Exercise prompt
Write out again, unchanged, the line that has "TASK = point to the lamp" and each following line through the end of the entries below; leave pictures out.

Provided material
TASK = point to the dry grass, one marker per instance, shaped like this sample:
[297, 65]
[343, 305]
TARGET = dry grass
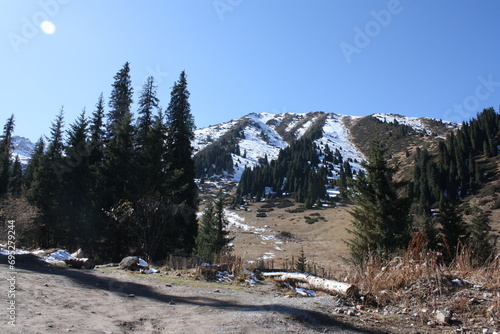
[419, 279]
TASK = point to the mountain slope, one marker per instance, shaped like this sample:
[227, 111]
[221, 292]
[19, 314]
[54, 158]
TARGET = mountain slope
[258, 138]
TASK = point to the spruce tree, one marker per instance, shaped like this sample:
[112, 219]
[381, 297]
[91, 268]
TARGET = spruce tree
[97, 133]
[16, 178]
[213, 237]
[180, 133]
[482, 242]
[381, 217]
[453, 230]
[77, 185]
[116, 173]
[121, 96]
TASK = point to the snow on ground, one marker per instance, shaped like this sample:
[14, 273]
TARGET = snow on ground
[205, 136]
[235, 221]
[414, 122]
[4, 250]
[337, 136]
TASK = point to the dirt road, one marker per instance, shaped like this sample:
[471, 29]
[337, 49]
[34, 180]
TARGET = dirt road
[57, 300]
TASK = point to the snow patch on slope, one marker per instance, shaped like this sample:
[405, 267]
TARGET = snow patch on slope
[337, 136]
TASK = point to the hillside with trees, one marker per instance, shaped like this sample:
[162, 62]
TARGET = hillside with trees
[110, 184]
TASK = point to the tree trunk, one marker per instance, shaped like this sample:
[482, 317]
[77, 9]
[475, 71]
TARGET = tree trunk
[316, 283]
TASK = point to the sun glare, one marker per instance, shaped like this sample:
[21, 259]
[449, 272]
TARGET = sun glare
[48, 27]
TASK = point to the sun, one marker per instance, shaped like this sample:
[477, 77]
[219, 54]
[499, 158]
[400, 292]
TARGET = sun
[48, 27]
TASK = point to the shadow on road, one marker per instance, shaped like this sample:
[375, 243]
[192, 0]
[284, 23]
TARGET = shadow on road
[95, 281]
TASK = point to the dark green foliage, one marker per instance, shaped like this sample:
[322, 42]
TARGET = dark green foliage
[5, 155]
[127, 189]
[216, 158]
[213, 236]
[295, 171]
[481, 241]
[454, 172]
[97, 134]
[121, 97]
[381, 220]
[180, 133]
[453, 230]
[16, 178]
[301, 264]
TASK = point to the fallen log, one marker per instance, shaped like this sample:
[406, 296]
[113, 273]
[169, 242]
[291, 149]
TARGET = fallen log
[80, 263]
[316, 283]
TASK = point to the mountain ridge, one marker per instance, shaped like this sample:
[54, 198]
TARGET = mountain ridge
[261, 136]
[258, 137]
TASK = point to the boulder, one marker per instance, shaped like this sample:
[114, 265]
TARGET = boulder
[443, 317]
[131, 263]
[83, 263]
[78, 254]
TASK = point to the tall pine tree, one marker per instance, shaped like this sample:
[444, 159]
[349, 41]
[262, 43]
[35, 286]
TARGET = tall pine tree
[381, 217]
[180, 133]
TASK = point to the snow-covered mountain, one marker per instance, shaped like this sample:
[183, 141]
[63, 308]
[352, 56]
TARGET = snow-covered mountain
[23, 148]
[261, 135]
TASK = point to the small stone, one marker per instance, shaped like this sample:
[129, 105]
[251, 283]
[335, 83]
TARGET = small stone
[443, 317]
[351, 313]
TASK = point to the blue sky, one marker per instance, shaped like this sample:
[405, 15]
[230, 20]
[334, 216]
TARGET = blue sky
[411, 57]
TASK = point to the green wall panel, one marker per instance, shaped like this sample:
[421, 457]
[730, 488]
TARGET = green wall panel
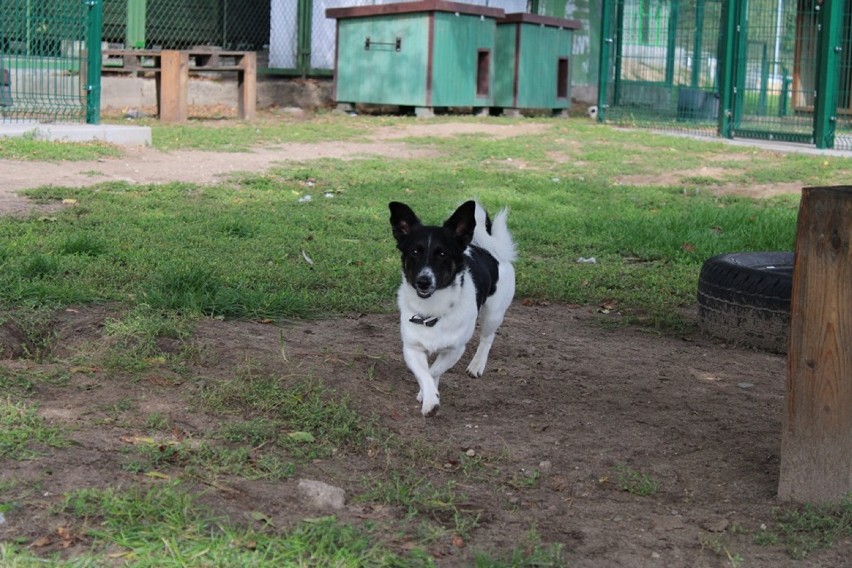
[382, 75]
[537, 62]
[459, 39]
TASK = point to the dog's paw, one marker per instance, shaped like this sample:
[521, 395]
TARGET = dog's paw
[430, 412]
[475, 369]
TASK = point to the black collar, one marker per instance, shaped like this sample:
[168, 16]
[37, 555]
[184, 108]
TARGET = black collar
[428, 321]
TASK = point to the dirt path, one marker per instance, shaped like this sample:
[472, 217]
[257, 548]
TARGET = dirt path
[142, 165]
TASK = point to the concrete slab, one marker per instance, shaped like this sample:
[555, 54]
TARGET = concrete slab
[123, 135]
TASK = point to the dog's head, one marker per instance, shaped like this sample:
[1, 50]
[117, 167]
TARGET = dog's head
[432, 256]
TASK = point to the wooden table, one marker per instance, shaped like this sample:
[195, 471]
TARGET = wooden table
[171, 70]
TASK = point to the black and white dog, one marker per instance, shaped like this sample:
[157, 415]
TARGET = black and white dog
[452, 275]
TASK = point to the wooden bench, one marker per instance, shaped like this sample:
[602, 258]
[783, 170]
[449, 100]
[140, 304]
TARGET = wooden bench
[171, 69]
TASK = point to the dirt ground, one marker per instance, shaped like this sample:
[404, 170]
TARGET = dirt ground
[566, 400]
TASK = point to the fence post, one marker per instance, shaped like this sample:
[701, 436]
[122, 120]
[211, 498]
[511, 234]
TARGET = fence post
[816, 440]
[94, 34]
[603, 65]
[304, 14]
[725, 72]
[136, 18]
[828, 70]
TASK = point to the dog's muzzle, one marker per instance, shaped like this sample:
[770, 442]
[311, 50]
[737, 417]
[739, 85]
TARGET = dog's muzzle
[424, 285]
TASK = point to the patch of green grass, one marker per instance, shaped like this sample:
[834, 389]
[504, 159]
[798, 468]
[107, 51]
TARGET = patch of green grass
[422, 498]
[530, 552]
[208, 461]
[635, 482]
[164, 525]
[717, 545]
[302, 418]
[23, 433]
[27, 147]
[254, 247]
[803, 529]
[241, 137]
[132, 339]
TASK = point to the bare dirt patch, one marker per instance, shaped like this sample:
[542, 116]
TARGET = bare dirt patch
[564, 405]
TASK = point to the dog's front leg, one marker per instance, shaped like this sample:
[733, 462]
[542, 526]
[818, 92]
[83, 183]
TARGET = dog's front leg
[444, 362]
[418, 362]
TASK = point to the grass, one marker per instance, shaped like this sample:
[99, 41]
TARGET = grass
[303, 418]
[159, 525]
[635, 482]
[24, 434]
[253, 247]
[27, 147]
[803, 529]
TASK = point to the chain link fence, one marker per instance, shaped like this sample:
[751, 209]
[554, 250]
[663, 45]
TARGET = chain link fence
[764, 69]
[43, 70]
[49, 72]
[291, 37]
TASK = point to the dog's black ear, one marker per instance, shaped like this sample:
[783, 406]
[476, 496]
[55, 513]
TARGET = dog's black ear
[403, 219]
[462, 223]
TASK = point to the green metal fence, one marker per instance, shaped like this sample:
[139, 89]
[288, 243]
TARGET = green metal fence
[50, 60]
[768, 69]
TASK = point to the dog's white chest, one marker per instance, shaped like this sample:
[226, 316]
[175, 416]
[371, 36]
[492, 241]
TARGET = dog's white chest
[445, 320]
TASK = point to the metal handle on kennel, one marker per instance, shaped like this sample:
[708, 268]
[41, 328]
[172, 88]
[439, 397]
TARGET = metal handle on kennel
[397, 44]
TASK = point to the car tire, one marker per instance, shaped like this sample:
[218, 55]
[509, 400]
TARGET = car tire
[744, 298]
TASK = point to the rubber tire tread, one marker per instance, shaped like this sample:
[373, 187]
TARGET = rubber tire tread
[744, 298]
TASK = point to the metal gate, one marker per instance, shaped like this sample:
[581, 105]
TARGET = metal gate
[768, 69]
[50, 60]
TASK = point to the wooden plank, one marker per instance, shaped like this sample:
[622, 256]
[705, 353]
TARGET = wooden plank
[816, 441]
[174, 81]
[247, 84]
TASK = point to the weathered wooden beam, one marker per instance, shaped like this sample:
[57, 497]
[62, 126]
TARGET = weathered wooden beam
[816, 442]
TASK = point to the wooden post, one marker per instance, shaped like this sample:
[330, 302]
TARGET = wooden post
[174, 80]
[816, 441]
[247, 84]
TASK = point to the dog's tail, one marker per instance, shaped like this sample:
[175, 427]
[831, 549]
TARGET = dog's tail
[494, 235]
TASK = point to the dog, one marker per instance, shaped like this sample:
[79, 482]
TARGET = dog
[453, 275]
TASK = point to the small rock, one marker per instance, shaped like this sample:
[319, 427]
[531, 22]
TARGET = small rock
[322, 495]
[715, 524]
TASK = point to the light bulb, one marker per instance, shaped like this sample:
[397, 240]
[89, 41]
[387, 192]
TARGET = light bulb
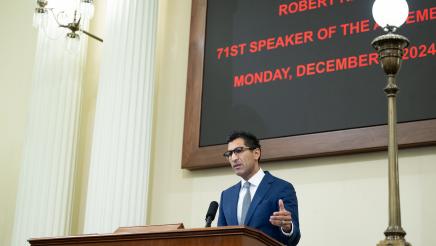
[87, 9]
[390, 14]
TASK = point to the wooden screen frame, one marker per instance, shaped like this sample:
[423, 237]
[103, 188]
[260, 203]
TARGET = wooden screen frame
[418, 133]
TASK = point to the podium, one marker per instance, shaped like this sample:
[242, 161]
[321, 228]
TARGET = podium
[214, 236]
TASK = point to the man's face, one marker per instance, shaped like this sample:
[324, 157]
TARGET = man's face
[245, 164]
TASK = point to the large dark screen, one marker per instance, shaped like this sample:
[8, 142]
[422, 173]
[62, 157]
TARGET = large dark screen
[286, 68]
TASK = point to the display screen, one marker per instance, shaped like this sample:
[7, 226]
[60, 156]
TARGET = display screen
[287, 68]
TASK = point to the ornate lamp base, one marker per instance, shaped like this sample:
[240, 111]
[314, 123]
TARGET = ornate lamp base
[397, 242]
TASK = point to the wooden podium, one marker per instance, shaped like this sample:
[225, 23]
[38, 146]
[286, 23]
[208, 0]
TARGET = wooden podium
[215, 236]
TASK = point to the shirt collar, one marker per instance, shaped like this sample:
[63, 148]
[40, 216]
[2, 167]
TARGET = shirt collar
[256, 179]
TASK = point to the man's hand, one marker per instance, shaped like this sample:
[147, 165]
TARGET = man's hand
[282, 218]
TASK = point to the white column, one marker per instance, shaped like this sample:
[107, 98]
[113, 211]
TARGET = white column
[45, 187]
[120, 156]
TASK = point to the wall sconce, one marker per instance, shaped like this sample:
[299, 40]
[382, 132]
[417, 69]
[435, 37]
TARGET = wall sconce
[390, 15]
[41, 21]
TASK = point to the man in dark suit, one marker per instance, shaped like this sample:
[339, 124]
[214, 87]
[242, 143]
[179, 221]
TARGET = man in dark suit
[259, 200]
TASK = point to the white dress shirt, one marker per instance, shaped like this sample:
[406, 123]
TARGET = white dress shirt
[254, 184]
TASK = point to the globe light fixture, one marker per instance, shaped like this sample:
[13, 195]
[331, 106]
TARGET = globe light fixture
[390, 15]
[40, 20]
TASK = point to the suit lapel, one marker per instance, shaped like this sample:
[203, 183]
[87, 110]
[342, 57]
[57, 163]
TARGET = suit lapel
[261, 191]
[233, 202]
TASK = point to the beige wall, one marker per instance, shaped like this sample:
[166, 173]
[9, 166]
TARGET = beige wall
[17, 49]
[342, 199]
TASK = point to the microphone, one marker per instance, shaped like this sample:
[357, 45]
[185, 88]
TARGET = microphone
[211, 212]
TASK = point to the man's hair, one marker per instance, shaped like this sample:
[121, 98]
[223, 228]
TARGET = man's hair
[249, 139]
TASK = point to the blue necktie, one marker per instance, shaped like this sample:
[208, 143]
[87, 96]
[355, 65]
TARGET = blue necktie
[245, 203]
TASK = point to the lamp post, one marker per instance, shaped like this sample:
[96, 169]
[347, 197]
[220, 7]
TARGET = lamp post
[390, 15]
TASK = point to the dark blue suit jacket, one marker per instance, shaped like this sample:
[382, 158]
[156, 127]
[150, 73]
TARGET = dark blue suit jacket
[264, 203]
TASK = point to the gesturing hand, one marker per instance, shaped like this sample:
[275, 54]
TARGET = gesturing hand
[282, 218]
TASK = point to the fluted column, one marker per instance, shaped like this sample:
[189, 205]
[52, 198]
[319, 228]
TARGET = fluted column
[47, 171]
[118, 175]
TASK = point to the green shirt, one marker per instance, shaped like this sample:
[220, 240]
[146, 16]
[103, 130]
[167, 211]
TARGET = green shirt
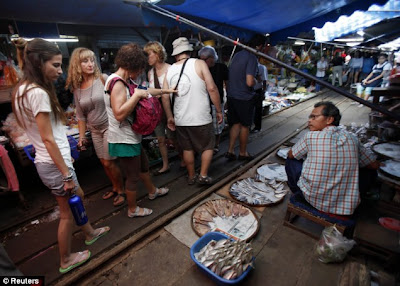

Response
TASK = point to the lamp post, one marker per instance, shaped like this sample:
[96, 169]
[347, 197]
[220, 7]
TARGET = lamp post
[390, 15]
TASK = point to the dark blue suit jacket, one marker per instance, shaped like this sample:
[382, 158]
[156, 127]
[150, 73]
TARGET = dark blue suit jacket
[264, 203]
TASK = point to the gesturing hand, one marker per instance, shaped like this sample:
[275, 54]
TARGET = gesturing hand
[282, 218]
TASK = point to the fluted column, one marker per instance, shaped like this sample:
[189, 205]
[52, 198]
[319, 228]
TARGET = fluted column
[47, 171]
[118, 175]
TASK = point to the green shirt, one marker per instance, shaped like this sample:
[220, 240]
[146, 16]
[103, 130]
[167, 211]
TARGET = green shirt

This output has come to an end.